--- Document segment ---

If it's something like a broadcast storm it would help prevent it from causing trouble for the adjacent VLANs. You could try isolating each camera in their own VLAN and see if only one does something particularly funky but beyond that the problem may be something else.

 

I wonder if it's any kind of IP address conflict. You mentioned an NVR. Does this have a model number? If it acts as a DHCP server it could very well be conflicting with the home Router.

I thought so and I was pretty certain that might be the case but yhe NVR and the cameras are all on static IPs NVR being on 192.168.0. 110 and cameras being 192.168.0. 111 and so on. 

The model number for the NVR is Hikvision DS-7616NI-Q2. The NVR and Cameras are 4k but are being used at 720p for the moment.

---

Tasks to perform:
• a. Transcribe the stretch of the NVR troubleshooting thread from "I thought so" through "111 and so on.".
• b. Pick up the NVR troubleshooting thread after its final sentence and keep it going.

--- Information provided ---

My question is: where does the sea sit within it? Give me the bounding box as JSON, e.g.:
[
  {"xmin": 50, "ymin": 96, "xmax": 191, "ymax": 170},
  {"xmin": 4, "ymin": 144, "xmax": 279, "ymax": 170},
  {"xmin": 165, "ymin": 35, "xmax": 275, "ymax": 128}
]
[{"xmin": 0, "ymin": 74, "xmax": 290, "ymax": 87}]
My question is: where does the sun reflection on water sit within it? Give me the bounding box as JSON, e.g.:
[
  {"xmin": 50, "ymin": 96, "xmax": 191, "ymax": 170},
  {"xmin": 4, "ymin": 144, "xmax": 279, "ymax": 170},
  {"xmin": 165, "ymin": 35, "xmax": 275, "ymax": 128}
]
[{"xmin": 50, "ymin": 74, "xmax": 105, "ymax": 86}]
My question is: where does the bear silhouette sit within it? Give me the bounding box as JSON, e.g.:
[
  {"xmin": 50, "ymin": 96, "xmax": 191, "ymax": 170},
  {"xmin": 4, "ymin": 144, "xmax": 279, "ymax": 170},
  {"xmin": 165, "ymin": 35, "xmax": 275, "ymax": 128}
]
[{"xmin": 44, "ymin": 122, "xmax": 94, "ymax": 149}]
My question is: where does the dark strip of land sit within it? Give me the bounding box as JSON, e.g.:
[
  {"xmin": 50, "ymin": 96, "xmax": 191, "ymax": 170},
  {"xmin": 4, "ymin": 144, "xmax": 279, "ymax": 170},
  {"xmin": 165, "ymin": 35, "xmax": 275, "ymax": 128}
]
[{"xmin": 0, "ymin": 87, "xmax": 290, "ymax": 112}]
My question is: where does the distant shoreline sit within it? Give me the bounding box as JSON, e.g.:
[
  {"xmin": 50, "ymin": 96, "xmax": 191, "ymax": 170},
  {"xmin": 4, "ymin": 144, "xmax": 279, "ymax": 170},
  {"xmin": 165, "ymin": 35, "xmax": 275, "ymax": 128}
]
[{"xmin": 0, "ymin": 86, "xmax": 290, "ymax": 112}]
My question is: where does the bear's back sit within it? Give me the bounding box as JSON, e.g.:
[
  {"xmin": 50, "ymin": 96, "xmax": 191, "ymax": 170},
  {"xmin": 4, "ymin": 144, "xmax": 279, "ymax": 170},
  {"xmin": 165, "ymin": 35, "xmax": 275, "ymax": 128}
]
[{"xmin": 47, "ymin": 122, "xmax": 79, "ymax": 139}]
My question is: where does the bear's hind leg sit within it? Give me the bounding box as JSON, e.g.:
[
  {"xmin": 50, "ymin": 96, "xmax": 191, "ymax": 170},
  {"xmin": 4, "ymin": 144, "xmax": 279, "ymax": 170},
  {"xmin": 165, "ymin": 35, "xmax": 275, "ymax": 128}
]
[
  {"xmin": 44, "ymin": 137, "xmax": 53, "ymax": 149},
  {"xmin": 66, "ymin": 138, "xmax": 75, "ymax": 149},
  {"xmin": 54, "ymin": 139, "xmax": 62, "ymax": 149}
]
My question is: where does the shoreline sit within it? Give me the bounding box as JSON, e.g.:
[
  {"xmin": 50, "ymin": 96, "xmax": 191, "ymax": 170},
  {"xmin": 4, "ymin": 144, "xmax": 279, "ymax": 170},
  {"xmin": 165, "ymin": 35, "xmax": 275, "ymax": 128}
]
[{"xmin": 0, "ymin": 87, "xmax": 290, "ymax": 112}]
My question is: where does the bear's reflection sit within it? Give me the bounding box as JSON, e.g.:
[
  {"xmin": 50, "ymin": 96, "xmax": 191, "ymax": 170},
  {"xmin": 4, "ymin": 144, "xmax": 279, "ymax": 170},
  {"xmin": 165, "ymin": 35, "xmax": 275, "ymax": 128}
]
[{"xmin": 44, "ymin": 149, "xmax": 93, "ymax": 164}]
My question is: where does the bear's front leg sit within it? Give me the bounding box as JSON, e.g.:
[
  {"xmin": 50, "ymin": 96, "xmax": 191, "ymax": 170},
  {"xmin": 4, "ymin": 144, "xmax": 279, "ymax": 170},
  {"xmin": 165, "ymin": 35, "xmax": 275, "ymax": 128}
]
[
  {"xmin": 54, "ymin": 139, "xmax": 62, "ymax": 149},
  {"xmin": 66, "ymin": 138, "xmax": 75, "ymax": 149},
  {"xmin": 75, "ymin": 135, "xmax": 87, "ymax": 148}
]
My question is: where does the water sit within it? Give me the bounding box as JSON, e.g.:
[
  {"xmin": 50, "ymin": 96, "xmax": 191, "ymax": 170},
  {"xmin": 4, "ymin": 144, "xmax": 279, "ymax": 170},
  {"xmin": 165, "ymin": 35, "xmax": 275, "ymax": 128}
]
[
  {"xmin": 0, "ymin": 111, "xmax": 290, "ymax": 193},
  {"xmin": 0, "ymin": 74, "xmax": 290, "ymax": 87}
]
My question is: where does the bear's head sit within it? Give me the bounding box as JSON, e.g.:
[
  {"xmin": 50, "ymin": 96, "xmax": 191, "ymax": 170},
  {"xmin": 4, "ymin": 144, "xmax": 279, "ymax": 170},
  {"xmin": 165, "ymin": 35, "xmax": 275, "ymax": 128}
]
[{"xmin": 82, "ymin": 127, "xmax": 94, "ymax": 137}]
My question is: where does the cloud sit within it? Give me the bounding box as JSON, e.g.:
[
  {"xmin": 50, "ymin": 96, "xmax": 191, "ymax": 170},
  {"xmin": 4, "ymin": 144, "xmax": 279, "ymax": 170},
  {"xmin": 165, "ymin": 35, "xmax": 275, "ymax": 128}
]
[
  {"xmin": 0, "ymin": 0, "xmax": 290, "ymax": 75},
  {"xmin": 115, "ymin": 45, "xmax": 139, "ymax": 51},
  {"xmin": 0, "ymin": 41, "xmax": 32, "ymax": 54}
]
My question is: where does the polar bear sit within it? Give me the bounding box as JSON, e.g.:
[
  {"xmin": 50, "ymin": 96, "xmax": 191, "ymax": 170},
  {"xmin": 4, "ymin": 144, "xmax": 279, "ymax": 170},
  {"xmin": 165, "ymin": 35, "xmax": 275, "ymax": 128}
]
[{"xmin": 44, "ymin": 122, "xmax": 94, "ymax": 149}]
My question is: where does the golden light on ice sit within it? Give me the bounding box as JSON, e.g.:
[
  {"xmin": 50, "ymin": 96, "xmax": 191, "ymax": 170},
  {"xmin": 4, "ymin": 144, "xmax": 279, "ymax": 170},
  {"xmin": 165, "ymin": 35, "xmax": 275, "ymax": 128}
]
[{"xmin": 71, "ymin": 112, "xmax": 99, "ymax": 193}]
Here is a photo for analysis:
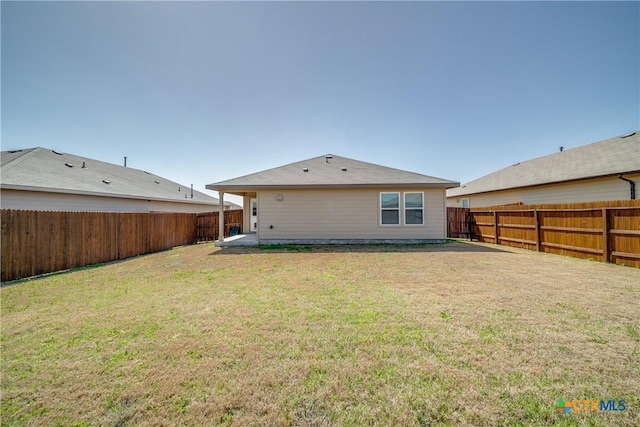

---

Responses to the tasks:
• a.
I thought so and I was pretty certain that might be the case but yhe NVR and the cameras are all on static IPs NVR being on 192.168.0. 110 and cameras being 192.168.0. 111 and so on.

• b.
Also when I did the setup for the NVR and the cameras the moment the camera were connected my net would stop working like everything on the switch will refuse to connect to net but cameras and nvr would talk normally when I connected it to the isp provided switch router modem combo unit it even made the modem lose connection. And few restarts later it fixed it on its own. It's very weird I checked all the IPs no IP is conflicting and the router and all the devices are also on the same IP series so I am really confused what the hell is going on. Like even if I used my cameras at full res but rate and framerate with everything turned on then also it would be no where near to maxout a gigabit link. I just don't get that why is the camera traffic affecting my other devices.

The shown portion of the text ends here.